_Task requirements_.
If a line in the data holds "woman", copy that line out in full.

_Data for this task_.
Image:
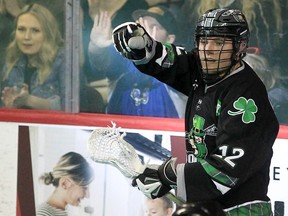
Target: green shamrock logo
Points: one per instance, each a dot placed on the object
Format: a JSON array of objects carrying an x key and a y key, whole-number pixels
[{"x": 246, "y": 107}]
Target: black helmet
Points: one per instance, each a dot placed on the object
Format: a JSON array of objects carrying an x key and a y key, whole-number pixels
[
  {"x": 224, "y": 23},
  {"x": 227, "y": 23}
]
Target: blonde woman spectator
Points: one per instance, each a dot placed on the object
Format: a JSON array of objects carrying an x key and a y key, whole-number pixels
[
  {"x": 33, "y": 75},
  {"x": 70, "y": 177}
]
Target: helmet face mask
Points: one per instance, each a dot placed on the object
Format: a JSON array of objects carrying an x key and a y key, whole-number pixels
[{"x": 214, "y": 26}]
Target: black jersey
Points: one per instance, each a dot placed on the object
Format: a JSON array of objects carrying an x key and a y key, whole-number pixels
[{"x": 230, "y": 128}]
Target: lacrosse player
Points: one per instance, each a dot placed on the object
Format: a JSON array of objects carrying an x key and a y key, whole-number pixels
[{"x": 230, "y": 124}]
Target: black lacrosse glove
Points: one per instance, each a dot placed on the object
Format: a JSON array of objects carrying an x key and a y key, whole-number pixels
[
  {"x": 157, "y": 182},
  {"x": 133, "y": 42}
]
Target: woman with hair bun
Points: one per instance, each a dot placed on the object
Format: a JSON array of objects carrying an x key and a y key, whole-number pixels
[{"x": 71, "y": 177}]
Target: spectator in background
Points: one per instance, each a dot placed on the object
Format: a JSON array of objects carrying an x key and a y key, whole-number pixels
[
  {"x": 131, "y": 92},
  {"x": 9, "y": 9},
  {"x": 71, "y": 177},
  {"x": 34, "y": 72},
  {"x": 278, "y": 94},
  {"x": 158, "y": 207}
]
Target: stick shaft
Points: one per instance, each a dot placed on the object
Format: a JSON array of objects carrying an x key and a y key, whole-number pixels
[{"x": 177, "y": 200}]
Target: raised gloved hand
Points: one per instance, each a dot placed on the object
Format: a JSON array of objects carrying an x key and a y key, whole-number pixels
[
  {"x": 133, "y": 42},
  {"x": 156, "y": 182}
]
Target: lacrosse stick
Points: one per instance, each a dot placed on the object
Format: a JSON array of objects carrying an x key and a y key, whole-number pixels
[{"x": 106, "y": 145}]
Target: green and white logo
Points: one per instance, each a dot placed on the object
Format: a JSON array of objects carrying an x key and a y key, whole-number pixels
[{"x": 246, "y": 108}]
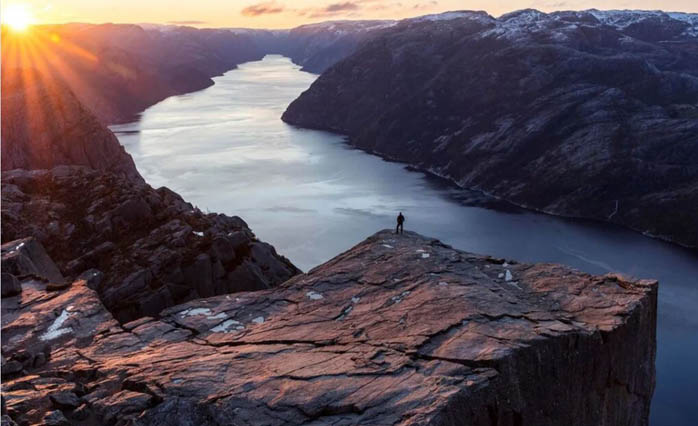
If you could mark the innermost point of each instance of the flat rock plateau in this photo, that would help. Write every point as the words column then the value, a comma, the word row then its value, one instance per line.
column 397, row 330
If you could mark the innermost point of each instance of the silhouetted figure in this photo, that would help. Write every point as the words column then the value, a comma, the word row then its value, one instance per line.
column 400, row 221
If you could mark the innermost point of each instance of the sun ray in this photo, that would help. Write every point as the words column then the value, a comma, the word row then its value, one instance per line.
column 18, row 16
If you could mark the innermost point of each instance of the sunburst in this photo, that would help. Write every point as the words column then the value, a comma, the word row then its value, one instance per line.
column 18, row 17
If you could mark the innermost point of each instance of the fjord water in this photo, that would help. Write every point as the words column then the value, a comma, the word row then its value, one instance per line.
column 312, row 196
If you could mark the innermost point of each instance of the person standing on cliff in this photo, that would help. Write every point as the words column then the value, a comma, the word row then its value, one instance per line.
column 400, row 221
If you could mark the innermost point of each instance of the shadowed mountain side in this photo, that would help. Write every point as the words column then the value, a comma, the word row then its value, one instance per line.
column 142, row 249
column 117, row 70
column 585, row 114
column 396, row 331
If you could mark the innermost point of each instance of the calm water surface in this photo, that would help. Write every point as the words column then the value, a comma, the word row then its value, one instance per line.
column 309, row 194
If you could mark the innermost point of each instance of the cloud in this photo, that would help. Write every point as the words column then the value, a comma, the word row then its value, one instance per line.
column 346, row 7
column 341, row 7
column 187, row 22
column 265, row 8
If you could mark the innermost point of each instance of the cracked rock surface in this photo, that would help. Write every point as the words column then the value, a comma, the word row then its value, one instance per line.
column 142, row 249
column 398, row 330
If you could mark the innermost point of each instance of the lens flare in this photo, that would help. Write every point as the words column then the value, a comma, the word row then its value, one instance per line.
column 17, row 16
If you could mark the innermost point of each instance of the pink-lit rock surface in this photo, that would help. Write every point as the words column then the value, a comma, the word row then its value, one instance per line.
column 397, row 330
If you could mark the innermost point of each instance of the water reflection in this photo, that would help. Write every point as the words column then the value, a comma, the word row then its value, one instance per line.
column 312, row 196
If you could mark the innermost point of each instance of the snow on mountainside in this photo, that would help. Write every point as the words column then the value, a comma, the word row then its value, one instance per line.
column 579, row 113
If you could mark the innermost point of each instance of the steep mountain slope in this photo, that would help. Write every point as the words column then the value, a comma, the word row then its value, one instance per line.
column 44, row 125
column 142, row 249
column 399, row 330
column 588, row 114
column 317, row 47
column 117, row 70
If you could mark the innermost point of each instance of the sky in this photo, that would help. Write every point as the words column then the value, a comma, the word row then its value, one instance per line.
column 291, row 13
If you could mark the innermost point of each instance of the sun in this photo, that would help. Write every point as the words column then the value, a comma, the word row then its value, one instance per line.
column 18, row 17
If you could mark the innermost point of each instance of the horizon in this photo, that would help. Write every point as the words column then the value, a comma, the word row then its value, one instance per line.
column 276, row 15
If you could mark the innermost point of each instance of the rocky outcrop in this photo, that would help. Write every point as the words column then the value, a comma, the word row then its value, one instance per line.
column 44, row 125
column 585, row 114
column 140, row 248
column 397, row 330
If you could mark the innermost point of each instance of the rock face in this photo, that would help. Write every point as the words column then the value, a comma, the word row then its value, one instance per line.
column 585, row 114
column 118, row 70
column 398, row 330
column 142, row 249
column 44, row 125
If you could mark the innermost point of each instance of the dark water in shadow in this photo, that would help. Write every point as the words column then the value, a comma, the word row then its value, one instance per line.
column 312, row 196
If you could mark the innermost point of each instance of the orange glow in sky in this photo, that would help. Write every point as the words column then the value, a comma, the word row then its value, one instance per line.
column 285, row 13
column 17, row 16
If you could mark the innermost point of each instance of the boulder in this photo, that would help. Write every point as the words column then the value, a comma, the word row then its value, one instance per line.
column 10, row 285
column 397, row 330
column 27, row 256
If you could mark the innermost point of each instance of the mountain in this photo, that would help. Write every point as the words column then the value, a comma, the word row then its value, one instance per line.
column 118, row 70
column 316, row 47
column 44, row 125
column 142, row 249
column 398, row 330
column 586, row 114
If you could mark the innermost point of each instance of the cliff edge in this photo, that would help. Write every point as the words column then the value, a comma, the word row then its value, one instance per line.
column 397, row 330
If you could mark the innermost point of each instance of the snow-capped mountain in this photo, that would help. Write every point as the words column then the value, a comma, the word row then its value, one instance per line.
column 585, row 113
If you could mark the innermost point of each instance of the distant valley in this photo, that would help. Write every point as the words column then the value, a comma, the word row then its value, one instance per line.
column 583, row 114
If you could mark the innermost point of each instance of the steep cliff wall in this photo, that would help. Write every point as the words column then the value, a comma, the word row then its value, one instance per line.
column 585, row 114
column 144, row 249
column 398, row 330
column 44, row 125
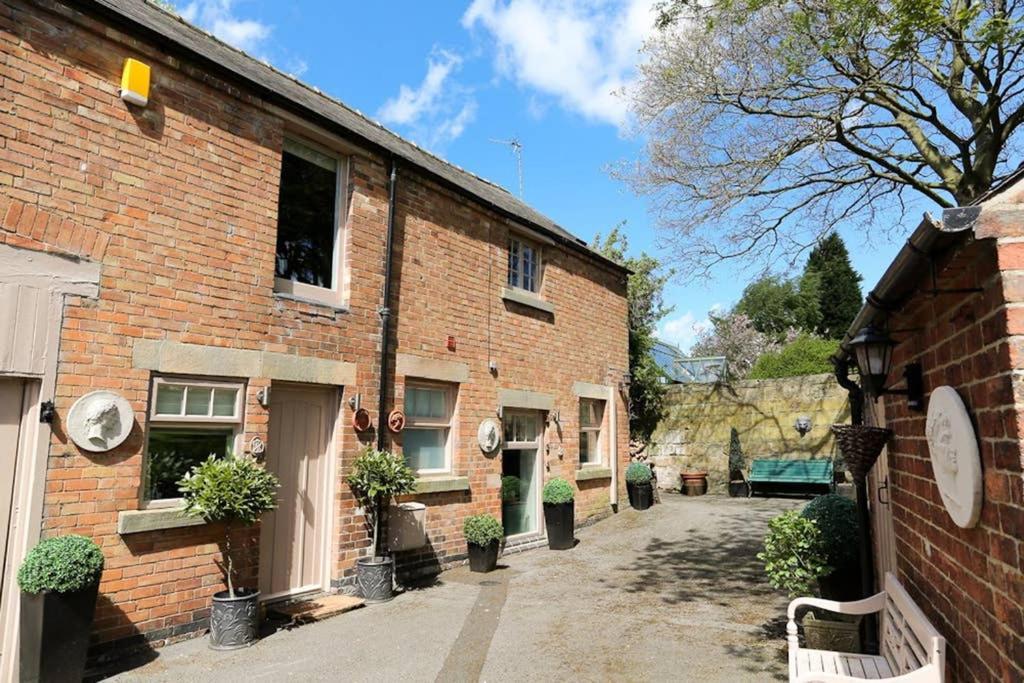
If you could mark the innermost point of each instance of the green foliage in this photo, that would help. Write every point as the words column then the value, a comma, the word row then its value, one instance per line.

...

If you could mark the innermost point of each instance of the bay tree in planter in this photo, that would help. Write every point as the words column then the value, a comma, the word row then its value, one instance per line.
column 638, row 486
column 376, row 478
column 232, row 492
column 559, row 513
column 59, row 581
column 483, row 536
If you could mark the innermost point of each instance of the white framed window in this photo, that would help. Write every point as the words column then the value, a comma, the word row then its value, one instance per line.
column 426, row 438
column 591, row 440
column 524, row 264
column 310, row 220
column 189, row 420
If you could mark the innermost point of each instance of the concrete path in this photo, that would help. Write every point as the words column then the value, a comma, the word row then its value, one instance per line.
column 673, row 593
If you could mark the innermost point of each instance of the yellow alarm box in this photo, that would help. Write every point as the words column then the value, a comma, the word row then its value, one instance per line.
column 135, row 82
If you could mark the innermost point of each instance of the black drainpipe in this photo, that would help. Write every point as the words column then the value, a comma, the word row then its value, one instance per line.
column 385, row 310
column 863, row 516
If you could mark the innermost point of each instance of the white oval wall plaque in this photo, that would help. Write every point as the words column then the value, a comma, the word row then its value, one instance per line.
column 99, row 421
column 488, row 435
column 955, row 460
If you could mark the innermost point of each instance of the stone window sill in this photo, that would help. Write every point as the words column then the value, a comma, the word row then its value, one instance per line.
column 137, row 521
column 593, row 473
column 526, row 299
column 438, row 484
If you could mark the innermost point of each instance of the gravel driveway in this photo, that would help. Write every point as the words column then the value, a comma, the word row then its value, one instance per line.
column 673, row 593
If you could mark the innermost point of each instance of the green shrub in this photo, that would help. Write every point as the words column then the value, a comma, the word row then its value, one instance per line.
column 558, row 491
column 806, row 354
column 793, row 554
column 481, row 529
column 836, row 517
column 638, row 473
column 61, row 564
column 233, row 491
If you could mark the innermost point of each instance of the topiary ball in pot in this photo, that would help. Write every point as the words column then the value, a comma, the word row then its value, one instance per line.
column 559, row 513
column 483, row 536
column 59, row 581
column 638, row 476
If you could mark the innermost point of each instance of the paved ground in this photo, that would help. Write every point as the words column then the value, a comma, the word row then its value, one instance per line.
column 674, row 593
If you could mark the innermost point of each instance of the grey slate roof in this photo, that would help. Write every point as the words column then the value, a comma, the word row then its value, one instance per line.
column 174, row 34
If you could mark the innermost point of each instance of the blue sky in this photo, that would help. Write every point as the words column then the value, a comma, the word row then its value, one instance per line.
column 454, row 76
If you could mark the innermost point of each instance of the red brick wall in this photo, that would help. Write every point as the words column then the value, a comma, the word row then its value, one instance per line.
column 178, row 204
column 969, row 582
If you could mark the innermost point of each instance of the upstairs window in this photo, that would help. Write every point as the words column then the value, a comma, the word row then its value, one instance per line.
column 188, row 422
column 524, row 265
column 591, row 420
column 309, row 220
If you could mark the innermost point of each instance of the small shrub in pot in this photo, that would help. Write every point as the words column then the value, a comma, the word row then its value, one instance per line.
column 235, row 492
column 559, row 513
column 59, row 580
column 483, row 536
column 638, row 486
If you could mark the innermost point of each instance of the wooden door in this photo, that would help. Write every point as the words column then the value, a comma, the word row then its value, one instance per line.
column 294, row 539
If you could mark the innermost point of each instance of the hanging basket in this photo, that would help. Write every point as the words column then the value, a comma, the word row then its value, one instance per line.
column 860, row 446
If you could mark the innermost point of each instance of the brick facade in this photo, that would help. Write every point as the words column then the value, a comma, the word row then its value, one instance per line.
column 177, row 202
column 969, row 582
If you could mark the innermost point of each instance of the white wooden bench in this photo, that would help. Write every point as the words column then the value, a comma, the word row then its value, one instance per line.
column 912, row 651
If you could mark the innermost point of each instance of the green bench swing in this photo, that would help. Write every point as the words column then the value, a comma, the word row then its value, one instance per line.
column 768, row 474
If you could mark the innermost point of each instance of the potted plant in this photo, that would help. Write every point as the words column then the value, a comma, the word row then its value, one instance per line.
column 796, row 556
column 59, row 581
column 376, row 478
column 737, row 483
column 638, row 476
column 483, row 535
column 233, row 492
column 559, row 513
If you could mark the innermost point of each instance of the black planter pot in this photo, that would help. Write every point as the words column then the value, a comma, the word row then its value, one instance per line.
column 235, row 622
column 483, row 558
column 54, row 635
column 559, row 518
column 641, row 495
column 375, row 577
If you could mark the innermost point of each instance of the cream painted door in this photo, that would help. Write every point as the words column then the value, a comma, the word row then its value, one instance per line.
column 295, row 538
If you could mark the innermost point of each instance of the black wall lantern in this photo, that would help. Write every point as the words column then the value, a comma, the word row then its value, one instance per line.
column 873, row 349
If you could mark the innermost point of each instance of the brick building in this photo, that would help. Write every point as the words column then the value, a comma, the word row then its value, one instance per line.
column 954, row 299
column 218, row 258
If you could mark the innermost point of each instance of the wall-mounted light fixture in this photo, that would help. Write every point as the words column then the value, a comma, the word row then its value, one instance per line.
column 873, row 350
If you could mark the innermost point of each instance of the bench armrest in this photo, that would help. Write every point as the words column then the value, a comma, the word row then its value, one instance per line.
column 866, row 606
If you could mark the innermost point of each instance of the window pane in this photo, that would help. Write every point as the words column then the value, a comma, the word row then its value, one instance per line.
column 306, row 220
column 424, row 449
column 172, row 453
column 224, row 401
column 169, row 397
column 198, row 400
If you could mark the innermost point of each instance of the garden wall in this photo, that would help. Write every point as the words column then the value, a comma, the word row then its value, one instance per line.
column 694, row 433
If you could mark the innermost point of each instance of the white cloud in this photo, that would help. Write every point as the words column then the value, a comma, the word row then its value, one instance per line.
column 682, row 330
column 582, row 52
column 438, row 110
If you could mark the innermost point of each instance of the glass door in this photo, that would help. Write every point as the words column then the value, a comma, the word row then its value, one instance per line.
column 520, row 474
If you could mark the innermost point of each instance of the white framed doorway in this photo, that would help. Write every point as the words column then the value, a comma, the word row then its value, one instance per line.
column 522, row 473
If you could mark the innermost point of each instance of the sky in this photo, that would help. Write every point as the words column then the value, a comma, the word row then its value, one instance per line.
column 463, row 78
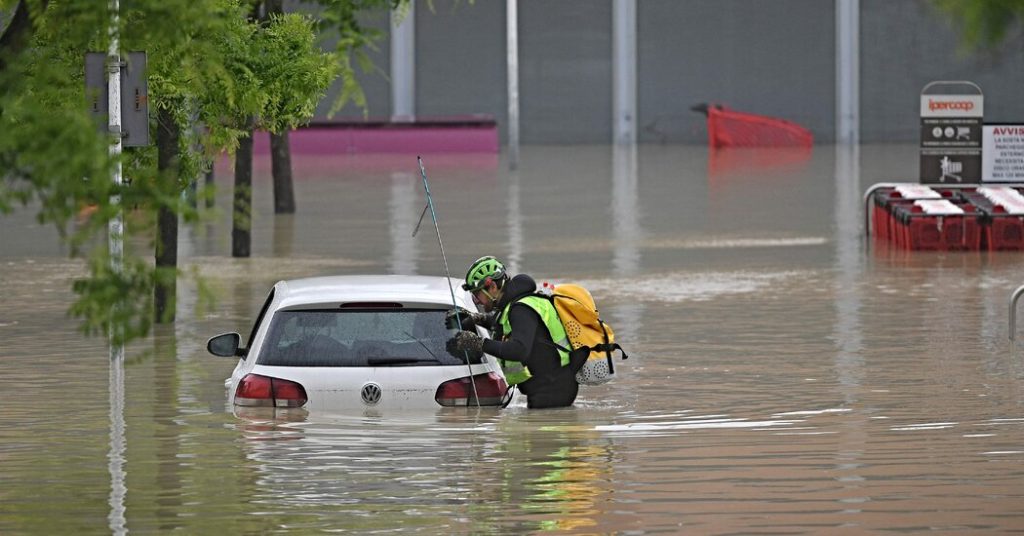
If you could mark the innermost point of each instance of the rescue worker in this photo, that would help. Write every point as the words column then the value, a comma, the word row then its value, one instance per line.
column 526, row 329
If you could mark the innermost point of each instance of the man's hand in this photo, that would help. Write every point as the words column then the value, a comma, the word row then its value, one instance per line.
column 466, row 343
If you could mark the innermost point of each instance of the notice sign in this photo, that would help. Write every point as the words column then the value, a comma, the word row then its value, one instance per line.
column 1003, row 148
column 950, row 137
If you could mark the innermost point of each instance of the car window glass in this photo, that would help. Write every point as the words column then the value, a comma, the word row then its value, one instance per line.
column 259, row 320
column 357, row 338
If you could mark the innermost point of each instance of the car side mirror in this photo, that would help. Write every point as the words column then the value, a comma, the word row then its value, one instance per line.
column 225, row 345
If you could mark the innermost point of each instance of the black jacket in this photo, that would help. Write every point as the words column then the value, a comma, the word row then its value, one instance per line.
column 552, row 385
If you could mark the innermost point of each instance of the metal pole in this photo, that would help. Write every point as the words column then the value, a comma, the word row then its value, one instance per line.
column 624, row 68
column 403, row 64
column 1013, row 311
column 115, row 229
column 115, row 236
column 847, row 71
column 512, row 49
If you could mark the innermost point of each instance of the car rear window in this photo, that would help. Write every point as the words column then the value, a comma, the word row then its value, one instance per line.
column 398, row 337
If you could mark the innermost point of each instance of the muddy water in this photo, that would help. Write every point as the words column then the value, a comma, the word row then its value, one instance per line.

...

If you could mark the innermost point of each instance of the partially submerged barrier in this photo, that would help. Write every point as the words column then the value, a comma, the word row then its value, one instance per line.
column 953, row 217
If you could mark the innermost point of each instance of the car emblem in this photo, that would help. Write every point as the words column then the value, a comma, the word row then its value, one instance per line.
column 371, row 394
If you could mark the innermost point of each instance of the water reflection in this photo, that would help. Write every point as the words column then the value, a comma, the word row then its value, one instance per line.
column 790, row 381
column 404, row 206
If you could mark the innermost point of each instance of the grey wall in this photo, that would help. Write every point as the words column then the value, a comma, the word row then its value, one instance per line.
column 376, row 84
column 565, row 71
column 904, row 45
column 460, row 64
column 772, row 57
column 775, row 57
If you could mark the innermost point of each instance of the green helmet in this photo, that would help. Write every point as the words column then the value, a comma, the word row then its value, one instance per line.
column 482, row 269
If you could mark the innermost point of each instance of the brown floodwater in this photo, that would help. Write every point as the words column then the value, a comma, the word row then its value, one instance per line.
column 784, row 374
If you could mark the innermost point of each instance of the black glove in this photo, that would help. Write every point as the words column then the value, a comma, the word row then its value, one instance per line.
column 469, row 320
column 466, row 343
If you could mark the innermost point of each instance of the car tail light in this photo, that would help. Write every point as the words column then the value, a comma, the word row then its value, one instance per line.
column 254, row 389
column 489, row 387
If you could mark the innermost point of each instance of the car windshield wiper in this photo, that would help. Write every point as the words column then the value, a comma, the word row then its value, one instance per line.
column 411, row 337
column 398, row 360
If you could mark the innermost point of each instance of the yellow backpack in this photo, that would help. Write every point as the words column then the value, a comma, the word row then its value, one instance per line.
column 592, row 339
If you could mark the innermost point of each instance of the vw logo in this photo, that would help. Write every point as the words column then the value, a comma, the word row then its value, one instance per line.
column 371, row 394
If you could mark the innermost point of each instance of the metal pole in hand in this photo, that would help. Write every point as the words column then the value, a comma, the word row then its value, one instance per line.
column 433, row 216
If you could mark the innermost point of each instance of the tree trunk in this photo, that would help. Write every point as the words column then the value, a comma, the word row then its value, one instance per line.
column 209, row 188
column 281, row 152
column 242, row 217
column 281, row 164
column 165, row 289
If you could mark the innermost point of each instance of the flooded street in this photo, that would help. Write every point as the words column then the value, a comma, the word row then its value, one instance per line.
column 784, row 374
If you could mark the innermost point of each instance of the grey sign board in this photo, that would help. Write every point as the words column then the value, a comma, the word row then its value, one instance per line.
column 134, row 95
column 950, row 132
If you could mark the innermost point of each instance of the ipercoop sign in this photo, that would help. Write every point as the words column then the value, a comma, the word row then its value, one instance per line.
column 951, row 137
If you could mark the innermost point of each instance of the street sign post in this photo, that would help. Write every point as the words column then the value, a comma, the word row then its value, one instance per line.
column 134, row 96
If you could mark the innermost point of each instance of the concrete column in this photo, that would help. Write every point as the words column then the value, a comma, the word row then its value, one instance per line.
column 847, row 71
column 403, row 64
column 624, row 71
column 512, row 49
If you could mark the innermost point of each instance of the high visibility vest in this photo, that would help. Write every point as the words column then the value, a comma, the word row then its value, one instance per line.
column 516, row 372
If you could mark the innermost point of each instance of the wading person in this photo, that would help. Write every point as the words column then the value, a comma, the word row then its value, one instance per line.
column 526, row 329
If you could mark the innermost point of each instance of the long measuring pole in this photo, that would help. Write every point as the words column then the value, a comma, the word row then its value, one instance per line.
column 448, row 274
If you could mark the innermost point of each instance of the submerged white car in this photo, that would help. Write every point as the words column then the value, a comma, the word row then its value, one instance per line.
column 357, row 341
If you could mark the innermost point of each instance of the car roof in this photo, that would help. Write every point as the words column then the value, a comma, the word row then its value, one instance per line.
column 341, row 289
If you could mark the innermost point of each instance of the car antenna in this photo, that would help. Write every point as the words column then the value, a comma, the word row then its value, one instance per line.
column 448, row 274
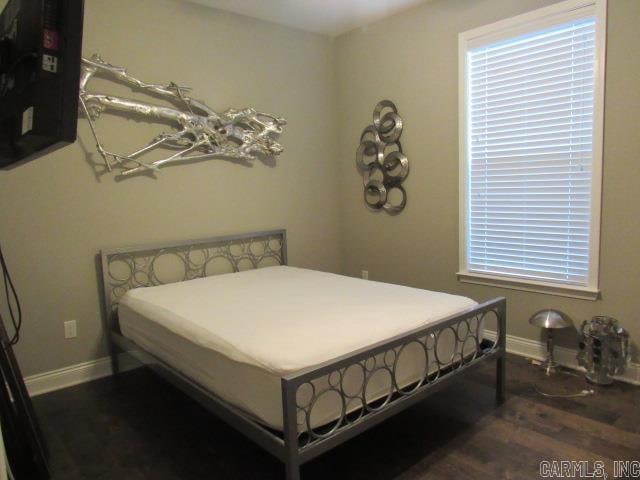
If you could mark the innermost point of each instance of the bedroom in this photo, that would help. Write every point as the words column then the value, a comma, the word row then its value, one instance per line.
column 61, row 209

_Solution for this task_.
Target: blonde woman spectator
Target: woman with hair bun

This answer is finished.